* [STATED PROBLEM]
Rewrite the records from the line with "Exercise. Spot the curly" to the line with "(1037, 658)", swapping "logo" for "badge" and leaving everything else unchanged.

── SOURCE RECORDS ──

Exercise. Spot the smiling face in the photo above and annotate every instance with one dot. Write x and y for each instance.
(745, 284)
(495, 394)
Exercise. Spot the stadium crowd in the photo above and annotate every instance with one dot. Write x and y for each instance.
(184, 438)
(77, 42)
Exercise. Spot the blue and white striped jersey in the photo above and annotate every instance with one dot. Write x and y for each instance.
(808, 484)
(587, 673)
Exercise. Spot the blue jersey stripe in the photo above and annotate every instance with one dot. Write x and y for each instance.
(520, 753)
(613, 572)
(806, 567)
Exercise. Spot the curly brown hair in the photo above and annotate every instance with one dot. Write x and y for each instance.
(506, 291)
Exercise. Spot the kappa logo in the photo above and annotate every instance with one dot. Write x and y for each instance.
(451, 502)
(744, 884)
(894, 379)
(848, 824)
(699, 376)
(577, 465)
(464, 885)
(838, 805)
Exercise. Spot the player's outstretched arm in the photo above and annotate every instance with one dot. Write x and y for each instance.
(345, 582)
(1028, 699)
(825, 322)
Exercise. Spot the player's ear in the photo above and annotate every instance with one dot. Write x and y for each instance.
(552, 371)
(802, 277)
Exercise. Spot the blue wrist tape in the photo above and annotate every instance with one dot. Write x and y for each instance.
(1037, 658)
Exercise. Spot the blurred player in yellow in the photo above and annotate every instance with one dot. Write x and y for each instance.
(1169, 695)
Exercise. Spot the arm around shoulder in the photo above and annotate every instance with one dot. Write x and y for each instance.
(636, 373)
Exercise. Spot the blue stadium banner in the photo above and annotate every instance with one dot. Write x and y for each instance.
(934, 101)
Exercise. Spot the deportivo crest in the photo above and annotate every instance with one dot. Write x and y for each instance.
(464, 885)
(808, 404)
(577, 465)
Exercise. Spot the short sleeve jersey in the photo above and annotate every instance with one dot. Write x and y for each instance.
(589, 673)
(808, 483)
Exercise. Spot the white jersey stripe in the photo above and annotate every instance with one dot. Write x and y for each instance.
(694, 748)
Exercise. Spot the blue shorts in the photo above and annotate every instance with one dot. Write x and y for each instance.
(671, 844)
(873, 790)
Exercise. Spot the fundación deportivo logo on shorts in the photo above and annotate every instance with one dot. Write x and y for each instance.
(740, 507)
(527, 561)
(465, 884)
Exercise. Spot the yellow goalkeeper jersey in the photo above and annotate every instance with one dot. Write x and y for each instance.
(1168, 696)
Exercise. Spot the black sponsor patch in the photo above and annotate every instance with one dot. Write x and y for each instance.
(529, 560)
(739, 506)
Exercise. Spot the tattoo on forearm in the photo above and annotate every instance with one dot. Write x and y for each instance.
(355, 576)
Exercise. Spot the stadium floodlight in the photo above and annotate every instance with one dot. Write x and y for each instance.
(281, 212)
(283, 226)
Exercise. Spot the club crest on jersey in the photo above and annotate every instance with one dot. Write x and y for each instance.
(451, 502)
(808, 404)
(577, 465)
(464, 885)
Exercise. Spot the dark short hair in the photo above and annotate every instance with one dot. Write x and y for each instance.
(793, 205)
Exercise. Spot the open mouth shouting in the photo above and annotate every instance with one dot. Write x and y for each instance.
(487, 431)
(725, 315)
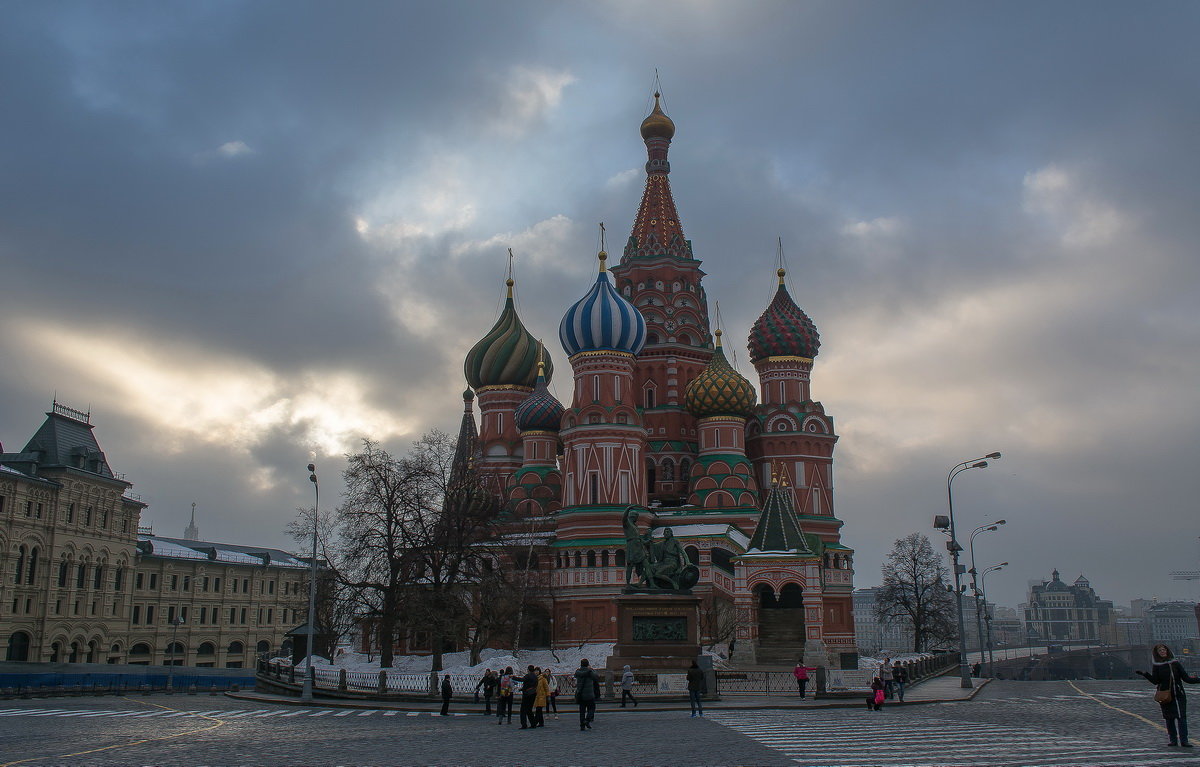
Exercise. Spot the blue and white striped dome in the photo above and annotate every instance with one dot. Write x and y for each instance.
(603, 319)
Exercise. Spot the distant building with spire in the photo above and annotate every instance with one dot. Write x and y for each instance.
(191, 532)
(659, 417)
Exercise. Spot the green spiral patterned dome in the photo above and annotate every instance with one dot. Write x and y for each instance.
(507, 355)
(719, 389)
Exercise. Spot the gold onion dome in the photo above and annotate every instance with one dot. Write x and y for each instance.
(658, 124)
(719, 389)
(507, 355)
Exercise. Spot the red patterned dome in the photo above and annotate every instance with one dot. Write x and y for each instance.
(784, 329)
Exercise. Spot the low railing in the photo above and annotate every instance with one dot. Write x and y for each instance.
(388, 682)
(822, 682)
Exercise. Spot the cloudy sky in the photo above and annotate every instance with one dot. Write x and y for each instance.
(245, 232)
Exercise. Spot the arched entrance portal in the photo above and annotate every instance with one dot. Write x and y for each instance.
(780, 625)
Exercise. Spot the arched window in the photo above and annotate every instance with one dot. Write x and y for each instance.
(18, 646)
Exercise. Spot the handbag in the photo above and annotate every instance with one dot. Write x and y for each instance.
(1167, 696)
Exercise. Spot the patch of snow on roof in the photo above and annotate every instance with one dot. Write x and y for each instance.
(165, 549)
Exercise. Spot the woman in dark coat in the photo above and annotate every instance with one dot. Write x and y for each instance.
(1169, 675)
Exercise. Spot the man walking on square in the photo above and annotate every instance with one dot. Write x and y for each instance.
(528, 695)
(802, 676)
(447, 691)
(586, 683)
(627, 687)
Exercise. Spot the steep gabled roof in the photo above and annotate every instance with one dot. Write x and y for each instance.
(65, 439)
(778, 527)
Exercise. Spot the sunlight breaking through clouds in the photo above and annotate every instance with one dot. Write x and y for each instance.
(190, 394)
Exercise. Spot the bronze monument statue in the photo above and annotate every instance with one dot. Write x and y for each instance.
(661, 565)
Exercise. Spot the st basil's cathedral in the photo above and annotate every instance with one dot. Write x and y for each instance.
(659, 418)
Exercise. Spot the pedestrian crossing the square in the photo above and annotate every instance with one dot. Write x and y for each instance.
(837, 739)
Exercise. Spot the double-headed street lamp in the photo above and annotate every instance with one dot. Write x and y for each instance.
(310, 672)
(983, 588)
(947, 523)
(975, 582)
(178, 621)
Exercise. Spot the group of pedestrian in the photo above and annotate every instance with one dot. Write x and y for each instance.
(887, 684)
(539, 694)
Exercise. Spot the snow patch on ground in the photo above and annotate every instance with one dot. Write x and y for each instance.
(559, 661)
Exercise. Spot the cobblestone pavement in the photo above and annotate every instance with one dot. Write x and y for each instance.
(1051, 724)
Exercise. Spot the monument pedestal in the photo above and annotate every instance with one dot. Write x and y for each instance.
(657, 631)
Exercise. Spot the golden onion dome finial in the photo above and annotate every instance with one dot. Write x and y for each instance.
(658, 124)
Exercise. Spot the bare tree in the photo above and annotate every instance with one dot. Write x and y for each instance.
(916, 588)
(409, 539)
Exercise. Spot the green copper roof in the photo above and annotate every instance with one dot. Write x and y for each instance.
(778, 527)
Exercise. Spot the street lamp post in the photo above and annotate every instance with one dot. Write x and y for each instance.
(947, 523)
(174, 643)
(975, 582)
(310, 672)
(983, 588)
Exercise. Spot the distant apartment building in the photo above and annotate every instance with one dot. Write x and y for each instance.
(1173, 623)
(82, 581)
(1057, 612)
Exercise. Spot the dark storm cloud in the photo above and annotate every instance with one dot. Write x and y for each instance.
(280, 226)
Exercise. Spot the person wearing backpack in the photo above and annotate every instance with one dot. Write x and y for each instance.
(899, 678)
(504, 702)
(587, 685)
(802, 676)
(447, 694)
(1169, 675)
(627, 687)
(489, 684)
(875, 700)
(696, 689)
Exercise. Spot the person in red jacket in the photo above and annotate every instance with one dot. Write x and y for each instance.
(802, 676)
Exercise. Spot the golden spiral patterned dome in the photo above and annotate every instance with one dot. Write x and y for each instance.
(719, 389)
(658, 124)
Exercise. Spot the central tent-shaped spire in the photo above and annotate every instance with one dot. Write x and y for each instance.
(657, 228)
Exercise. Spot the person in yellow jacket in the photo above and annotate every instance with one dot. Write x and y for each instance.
(539, 701)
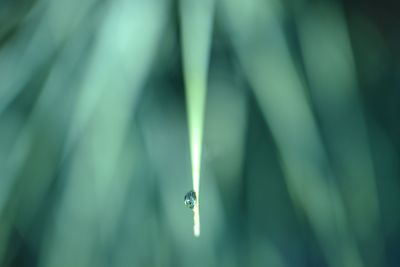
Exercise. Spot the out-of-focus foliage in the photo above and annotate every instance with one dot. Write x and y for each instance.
(299, 128)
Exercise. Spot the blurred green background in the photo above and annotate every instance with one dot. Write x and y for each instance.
(295, 104)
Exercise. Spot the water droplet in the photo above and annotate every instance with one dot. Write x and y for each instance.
(190, 199)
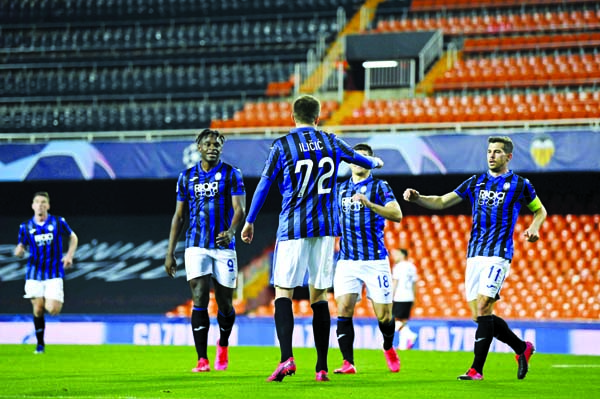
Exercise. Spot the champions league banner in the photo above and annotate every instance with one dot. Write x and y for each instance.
(403, 154)
(434, 335)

───

* [RESULT OF THIS EXERCISE]
Exercise. Spot the curly brown hair in the photo above and annotate every instance with one dot. Write x and y for each instance.
(506, 291)
Exercise. Spot the kappa badge in the photo above and annotate every instance with one dot. Write x and y for each instance.
(451, 502)
(744, 884)
(894, 379)
(848, 824)
(699, 376)
(577, 465)
(464, 885)
(838, 805)
Exercise. Spot the player's outstretched arm in the photo above and annotate every instance with one dot. Write x and y for each instance.
(345, 582)
(1028, 699)
(825, 322)
Exercise. Spot the player's ear in the photo above and annotate every instance with one dot. Write x and y for each instance.
(552, 371)
(802, 277)
Exercise. Spot the blue wrist tape in the photo above and annotate every instance with one dot. Write x and y for each instance.
(1037, 658)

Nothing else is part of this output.